### [FRAGMENTO DEL DOCUMENTO]
————————

Todas las ciudades tienen sus novelas. Textos que las recorren y, de algún modo, las refundan. Simone es uno de estos textos y San Juan, el objeto sutil de su atención y deseo. Eduardo Lalo ha logrado allí una escritura límpida que deambula tanto por espacios emblemáticos como oscuros de esa hermosa ciudad caribeña, mientras el lector va descubriendo las pasiones del personaje principal, una joven china que huye de la Revolución Cultural, y un entramado literario y filosófico logra dar forma a la pérdida y la fragmentación. Más allá de ser una historia de amor erótico, podría considerarse que Simone encarna el amor la lectura. Li Chao, la obrera que emigra a Puerto Rico y asedia al narrador con sus anónimos, encuentra en el placer de la lectura, un escape al trabajo semiesclavo que sufre en un pequeño restaurante. Otro rasgo notable de Simone es su acertada reelaboración de lo estrictamente narrativo que deviene, bajo el pulso de Lalo, un collage que conjuga los formatos de la crónica, el diario personal, la psicogeografía urbana, el aforismo y el arte conceptual.
Eduardo Lalo (San Juan, Puerto Rico, 1960). Escritor y artista visual. Entre sus inclasificables libros, compuestos por diversos formatos y expresiones artísticas (ensayo literario y fotográfico, ficción, crónica, libro de viajes), destacan: La isla silente (2002) –que reúne en volumen sus primeras obras: En el Burger King de la calle San Francisco (1986), Libro de textos (1992) y Ciudades e islas (1995)-, Los pies de San Juan (2002), La inutilidad (2004), Dónde (2005), Los países invisibles (2008), El deseo del lápiz, Castigo, urbanismo, escritura (2010). También ha participado en exposiciones individuales y colectivas en América Latina, Europa y Estados Unidos. Ha sido galardonado con el Premio del Pen Club y el Premio de Ensayo Juan Gil-Albert-Ciutat de Valencia, España, entre otros.

————————

### [DATOS MOSTRADOS]
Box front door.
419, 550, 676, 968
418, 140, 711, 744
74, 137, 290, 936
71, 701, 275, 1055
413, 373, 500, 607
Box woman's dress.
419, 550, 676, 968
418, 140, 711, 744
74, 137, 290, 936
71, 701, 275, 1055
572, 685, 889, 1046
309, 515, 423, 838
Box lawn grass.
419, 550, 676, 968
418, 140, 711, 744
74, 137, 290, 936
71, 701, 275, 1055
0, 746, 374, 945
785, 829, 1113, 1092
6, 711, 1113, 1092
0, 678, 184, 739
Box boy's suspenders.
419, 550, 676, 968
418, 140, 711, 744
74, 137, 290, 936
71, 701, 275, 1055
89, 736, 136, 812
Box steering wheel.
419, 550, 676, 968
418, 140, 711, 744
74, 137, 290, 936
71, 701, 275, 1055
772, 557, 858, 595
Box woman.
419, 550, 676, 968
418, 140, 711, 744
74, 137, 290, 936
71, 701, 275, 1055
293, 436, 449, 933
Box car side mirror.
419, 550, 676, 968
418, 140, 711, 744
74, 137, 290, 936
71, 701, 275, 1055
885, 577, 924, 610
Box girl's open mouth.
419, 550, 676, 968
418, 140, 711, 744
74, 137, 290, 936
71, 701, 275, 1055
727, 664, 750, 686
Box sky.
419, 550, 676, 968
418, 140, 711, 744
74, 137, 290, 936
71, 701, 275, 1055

————————

### [INSTRUCCIONES]
1. ¿Podrías reescalar los registros desde la línea que contiene "Box girl's open mouth." hasta el final de los registros, ambos extremos incluidos? Cópialos íntegros y multiplica por 1,3 solo las coordenadas dadas como respuesta, redondeando al entero más cercano con las mitades hacia arriba.
2. ¿Podrías prolongar el texto sobre la novela Simone a partir de su última oración?

### [RESPUESTAS DEL EJERCICIO]
1.
Box girl's open mouth.
419, 550, 676, 968
418, 140, 711, 744
74, 137, 290, 936
71, 701, 275, 1055
945, 863, 975, 892
Box sky.
419, 550, 676, 968
418, 140, 711, 744
74, 137, 290, 936
71, 701, 275, 1055

2.
El jurado de la XVIII edición del Premio Internacional de Novela Rómulo Gallegos, después de examinar las 200 novelas presentadas a concurso, destaca la calidad innovadora y el amplio espectro creativo de las obras provenientes de diecisiete países de todo el ámbito de la lengua (México 36, España 29, Colombia 27, Argentina 23, Venezuela 22, Perú 14, Chile 12, Bolivia 8, Puerto Rico 6, Uruguay 6, Cuba 5, Ecuador 4, Guatemala 2, Nicaragua 2, República Dominicana 2, Estados Unidos 1 y Costa Rica 1).
Después de un intenso y profundo debate en torno a las obras participantes, el jurado seleccionó como finalistas las siguientes:
Arrecife, Juan Villoro
Bioy, Diego Trelles Paz
Desde la penumbra, Silvia Lago
Formas de volver a casa, Alejandro Zambra
Humo rojo, Perla Suez
Las puertas ocultas, José Napoleón Oropeza
La torre y el jardín, Alberto Chimal
Los sordos, Rodrigo Rey Rosa
Pájaro sin vuelo, Luis Mateo Díaz
Simone, Eduardo Lalo
Vagabunda Bogotá, Luis Carlos Barragán Castro
Y la destacada originalidad de la fabricación, la fuerza expresiva, la apertura a nuevas sensibilidades e ideas, el arte narrativo y el compromiso con la escritura de estas novelas. Impresiona al jurado la notable variedad de registros literarios y estéticos que abarcan desde el thriller y la ciencia-ficción hasta formas experimentales de la novela.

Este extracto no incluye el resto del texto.